- What is being asked
Please copy the records below without any change, starting at the line that contains "Each instance receives one keypoint. Mark the power" and stopping after their last line.

- Dataset extract
....................

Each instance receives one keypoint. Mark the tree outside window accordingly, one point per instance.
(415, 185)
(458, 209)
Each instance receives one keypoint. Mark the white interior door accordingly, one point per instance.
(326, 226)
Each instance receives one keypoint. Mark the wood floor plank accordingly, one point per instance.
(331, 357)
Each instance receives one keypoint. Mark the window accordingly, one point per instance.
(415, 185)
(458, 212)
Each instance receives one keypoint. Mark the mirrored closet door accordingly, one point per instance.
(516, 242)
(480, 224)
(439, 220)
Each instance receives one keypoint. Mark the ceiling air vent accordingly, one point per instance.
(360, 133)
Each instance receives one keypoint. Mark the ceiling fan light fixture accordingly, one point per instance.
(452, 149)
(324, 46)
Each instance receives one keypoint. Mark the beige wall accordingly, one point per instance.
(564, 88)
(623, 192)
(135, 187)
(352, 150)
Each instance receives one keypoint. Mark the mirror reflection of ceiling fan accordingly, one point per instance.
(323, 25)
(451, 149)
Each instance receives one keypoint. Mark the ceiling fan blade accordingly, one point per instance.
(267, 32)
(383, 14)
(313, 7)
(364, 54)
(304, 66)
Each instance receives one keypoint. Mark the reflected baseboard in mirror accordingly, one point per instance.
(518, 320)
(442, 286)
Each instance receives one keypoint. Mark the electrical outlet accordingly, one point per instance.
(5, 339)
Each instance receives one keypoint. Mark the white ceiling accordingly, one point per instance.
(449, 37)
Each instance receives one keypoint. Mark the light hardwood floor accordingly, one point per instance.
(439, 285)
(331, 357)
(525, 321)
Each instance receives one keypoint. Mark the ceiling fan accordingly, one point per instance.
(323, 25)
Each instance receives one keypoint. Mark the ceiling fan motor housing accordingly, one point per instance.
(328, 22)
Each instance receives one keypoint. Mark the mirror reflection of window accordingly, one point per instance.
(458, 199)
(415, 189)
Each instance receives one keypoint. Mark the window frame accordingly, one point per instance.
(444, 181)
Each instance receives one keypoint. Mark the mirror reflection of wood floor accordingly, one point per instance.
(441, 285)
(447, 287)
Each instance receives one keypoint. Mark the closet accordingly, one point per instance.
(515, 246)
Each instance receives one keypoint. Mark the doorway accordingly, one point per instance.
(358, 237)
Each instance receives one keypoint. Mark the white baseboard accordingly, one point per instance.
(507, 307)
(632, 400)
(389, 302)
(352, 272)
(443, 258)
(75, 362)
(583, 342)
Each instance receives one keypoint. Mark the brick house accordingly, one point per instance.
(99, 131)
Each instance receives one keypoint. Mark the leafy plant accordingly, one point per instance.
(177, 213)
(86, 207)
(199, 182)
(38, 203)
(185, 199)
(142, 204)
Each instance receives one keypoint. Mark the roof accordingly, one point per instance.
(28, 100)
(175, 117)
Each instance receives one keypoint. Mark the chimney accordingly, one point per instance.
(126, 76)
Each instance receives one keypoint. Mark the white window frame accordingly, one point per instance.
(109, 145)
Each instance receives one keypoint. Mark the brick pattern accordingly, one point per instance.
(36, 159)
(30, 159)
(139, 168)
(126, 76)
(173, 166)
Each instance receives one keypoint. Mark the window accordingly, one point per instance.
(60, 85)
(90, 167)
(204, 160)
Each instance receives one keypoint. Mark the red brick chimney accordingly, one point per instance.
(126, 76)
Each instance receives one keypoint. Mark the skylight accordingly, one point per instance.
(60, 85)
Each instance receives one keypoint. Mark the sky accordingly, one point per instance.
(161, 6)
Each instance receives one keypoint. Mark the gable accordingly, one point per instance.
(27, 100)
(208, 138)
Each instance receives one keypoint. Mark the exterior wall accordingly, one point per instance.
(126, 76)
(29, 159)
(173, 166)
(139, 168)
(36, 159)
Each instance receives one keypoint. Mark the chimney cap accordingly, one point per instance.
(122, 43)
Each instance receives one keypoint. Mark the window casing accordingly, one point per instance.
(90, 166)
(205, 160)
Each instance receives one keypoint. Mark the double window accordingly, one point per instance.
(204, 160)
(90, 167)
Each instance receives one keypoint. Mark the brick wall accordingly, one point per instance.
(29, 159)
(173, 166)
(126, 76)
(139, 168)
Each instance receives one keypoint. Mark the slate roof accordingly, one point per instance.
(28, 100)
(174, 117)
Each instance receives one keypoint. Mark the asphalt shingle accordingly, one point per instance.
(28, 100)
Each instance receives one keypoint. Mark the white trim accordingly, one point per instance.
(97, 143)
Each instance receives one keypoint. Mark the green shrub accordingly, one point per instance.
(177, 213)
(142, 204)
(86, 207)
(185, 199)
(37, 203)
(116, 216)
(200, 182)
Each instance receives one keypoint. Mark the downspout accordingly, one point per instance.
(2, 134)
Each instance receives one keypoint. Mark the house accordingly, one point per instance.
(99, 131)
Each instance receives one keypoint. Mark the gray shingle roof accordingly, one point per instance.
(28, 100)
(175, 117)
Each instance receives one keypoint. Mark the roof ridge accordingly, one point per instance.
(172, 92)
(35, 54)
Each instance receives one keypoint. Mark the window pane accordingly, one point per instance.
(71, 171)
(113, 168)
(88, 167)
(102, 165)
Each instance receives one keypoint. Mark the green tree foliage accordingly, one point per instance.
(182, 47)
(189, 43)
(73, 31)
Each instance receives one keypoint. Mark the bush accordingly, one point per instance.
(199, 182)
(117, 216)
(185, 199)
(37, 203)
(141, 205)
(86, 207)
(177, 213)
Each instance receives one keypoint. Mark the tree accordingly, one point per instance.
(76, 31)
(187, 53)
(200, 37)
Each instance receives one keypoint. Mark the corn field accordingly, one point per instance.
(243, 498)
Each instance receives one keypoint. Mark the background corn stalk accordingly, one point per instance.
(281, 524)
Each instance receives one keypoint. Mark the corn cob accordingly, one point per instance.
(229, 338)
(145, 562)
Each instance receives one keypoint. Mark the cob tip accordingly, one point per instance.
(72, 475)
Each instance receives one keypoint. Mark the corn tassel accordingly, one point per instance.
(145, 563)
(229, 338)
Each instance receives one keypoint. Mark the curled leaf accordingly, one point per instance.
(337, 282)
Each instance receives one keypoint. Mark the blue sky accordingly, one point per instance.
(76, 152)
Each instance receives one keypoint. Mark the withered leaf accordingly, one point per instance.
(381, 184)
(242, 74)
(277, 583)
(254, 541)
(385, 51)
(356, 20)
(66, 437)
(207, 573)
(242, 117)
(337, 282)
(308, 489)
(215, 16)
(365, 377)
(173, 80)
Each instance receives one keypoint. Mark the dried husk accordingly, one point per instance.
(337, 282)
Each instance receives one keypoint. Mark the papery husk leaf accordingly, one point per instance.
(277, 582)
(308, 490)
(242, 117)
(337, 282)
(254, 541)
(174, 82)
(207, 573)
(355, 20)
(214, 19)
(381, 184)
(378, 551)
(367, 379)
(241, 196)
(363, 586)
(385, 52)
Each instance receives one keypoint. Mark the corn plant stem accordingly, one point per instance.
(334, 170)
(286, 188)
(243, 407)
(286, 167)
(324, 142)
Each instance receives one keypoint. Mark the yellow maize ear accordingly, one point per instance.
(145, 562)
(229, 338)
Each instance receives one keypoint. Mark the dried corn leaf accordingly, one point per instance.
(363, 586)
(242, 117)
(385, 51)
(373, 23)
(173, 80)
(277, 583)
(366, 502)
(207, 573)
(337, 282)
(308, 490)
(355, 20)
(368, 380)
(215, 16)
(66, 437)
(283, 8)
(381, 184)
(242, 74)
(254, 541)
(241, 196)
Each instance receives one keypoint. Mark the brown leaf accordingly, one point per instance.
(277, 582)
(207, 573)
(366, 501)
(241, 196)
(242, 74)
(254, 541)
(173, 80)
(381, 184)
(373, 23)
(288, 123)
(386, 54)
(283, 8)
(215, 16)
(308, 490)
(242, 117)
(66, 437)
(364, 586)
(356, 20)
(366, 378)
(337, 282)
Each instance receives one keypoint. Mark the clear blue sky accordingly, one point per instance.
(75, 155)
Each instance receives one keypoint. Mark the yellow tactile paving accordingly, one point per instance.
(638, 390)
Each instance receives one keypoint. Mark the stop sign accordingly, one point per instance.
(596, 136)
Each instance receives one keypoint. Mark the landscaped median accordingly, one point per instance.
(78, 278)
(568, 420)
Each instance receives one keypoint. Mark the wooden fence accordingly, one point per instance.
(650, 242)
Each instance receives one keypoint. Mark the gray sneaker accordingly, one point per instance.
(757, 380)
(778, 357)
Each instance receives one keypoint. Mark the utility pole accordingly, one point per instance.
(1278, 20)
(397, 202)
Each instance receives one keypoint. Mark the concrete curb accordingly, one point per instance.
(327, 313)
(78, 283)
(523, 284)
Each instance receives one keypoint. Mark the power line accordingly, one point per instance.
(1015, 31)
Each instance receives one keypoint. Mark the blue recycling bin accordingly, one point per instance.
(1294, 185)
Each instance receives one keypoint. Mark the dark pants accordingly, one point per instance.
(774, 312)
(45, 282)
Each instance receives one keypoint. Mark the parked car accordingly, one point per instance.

....................

- Output of the exercise
Each instance receives one keypoint. Mark the power line accordingly, one point per instance.
(1015, 31)
Each instance receives one keypoint. Mark the blue recycling bin accordingly, one point per instance.
(1294, 185)
Each instance receives one keypoint. Mark the dark pants accordingly, one point per instance.
(774, 312)
(45, 282)
Each instance receives one keypoint. Mark the parked car accordingly, one point per instance.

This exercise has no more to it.